> **What needs to be done**: For the records below, print the lines from the line with "negative clicks: (471, 181) (350, 366)" through the line with "rough mask: <svg" exactly as written; include both end lines and exclude the rest.

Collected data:

========================

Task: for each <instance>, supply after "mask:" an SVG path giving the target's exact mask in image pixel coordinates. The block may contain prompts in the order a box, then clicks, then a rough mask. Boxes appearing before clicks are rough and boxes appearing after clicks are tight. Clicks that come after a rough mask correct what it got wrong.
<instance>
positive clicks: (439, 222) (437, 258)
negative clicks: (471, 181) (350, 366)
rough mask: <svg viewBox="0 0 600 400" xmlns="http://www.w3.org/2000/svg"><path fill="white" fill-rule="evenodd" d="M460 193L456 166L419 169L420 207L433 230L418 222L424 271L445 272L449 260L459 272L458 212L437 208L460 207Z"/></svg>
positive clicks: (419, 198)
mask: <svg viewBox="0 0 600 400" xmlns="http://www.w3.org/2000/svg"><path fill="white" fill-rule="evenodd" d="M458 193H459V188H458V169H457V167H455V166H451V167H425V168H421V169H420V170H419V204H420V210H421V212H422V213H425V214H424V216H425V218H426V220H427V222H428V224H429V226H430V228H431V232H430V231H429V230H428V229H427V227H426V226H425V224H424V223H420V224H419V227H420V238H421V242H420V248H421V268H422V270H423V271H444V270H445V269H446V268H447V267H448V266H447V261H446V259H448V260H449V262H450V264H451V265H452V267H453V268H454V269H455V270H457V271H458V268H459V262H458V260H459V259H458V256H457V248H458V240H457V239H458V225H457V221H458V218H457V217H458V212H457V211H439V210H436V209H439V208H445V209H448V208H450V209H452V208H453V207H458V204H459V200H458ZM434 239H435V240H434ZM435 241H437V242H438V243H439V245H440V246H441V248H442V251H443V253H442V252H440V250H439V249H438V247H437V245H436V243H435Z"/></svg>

========================

> **Expected output**:
negative clicks: (471, 181) (350, 366)
rough mask: <svg viewBox="0 0 600 400" xmlns="http://www.w3.org/2000/svg"><path fill="white" fill-rule="evenodd" d="M460 193L456 166L419 169L420 207L433 230L418 222L424 271L445 272L449 260L459 272L458 212L437 208L460 207Z"/></svg>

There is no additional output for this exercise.